Records for the task -
● ● ● ● ● ● ●
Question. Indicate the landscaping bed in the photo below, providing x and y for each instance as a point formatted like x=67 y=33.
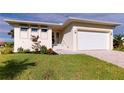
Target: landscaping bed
x=57 y=67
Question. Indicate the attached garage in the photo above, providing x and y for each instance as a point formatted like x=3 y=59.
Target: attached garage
x=93 y=40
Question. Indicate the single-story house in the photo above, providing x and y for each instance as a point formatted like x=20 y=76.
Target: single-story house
x=74 y=34
x=2 y=43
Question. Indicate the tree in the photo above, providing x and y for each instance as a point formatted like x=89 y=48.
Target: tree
x=118 y=41
x=11 y=33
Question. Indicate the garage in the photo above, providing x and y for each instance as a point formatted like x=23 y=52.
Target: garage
x=93 y=40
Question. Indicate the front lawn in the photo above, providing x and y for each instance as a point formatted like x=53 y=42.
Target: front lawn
x=56 y=67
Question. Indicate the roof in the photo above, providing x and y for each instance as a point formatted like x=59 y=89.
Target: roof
x=68 y=21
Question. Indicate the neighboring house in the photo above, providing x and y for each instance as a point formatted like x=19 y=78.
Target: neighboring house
x=73 y=34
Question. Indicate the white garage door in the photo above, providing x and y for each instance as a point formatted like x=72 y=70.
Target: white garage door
x=92 y=40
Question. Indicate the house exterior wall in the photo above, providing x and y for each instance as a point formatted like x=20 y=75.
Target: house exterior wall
x=92 y=29
x=23 y=38
x=67 y=38
x=70 y=34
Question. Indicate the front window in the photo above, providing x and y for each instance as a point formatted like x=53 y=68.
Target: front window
x=24 y=28
x=44 y=29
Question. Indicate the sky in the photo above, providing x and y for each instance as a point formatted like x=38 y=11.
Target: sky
x=58 y=18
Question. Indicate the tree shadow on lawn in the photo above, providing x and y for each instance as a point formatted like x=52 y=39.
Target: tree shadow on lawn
x=13 y=68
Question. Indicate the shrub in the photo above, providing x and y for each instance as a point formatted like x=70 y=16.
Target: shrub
x=20 y=50
x=6 y=50
x=27 y=51
x=43 y=50
x=51 y=52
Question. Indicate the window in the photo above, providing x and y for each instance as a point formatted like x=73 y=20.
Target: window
x=24 y=28
x=34 y=29
x=44 y=29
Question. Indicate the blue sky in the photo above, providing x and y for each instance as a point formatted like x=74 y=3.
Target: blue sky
x=58 y=18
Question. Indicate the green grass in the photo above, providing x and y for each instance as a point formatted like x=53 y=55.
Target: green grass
x=119 y=49
x=57 y=67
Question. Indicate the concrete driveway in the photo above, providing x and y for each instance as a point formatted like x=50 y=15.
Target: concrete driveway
x=114 y=57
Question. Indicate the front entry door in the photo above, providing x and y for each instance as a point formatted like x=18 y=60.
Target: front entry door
x=55 y=38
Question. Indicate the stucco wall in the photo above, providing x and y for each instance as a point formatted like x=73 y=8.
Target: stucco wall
x=67 y=38
x=70 y=33
x=23 y=39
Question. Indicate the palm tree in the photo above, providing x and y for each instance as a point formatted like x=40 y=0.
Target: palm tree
x=11 y=33
x=118 y=41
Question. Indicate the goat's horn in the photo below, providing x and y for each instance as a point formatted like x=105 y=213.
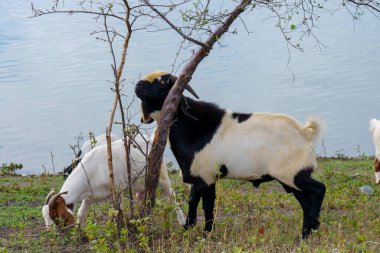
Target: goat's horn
x=188 y=87
x=49 y=196
x=54 y=198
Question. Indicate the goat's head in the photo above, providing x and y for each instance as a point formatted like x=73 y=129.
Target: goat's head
x=152 y=90
x=55 y=211
x=68 y=169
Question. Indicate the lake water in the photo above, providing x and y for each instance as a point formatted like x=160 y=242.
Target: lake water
x=53 y=80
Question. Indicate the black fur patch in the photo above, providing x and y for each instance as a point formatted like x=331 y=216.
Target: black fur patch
x=222 y=171
x=241 y=116
x=266 y=178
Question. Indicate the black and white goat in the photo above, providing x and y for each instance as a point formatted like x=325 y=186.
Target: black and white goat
x=87 y=147
x=89 y=182
x=374 y=128
x=209 y=142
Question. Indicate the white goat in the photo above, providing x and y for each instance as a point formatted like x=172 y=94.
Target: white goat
x=87 y=147
x=374 y=128
x=89 y=183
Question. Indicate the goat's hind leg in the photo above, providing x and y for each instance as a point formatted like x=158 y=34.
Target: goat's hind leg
x=208 y=202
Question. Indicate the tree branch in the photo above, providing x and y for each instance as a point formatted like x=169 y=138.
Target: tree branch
x=205 y=46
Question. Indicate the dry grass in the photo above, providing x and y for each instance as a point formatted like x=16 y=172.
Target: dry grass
x=247 y=219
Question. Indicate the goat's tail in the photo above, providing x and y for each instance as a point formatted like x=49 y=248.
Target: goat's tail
x=372 y=124
x=313 y=128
● ● ● ● ● ● ●
Your assignment -
Copy out each line in the preceding records that contains "below".

Written reply -
Question. Indicate the landscaping bed in the photo below, providing x and y for each instance as a point formatted like x=67 y=33.
Question. Indicate the goat's horn in the photo below, providing x and y for each instance as a point formatted like x=105 y=213.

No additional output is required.